Supplied records:
↓

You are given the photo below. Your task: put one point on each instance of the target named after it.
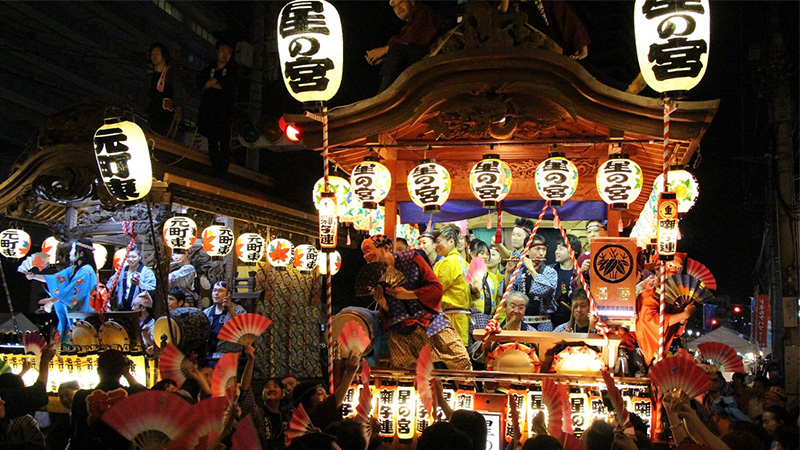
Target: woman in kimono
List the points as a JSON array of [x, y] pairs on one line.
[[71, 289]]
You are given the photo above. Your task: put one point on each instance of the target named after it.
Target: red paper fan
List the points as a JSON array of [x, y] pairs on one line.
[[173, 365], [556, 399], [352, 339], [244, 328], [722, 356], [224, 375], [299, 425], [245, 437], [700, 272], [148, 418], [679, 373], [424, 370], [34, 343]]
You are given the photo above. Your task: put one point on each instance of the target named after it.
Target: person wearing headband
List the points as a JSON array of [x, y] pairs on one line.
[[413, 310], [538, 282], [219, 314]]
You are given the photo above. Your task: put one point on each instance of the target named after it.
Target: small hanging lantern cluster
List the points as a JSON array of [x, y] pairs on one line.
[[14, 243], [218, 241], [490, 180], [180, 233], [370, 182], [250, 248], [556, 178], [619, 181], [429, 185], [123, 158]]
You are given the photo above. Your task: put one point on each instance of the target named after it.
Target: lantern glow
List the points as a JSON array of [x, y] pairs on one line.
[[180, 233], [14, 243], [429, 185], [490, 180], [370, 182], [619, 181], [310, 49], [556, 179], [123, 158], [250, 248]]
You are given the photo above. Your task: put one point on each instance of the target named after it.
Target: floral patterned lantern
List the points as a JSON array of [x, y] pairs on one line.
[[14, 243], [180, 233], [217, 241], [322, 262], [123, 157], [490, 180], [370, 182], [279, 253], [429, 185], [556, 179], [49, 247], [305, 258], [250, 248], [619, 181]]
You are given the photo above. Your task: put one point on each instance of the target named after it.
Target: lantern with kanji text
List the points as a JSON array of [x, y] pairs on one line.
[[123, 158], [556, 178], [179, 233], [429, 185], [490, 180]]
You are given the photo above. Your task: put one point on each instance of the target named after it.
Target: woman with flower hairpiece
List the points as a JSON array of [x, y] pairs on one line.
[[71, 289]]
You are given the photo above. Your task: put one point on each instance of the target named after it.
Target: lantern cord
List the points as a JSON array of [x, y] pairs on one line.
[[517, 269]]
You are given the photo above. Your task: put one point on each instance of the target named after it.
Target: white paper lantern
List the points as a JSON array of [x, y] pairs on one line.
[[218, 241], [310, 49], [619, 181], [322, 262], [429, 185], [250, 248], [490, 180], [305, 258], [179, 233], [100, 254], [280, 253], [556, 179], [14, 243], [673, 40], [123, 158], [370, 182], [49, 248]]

↑
↓

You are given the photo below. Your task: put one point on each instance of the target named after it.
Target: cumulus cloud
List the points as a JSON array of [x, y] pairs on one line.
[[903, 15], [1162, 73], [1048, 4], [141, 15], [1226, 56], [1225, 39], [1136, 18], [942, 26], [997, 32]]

↑

Exercise objective: Find every line of the material that contains the string "paper", and copy each of those lines in full. Matching is case-sensitive.

Answer to this problem:
Target: red paper fan
Target: white paper lantern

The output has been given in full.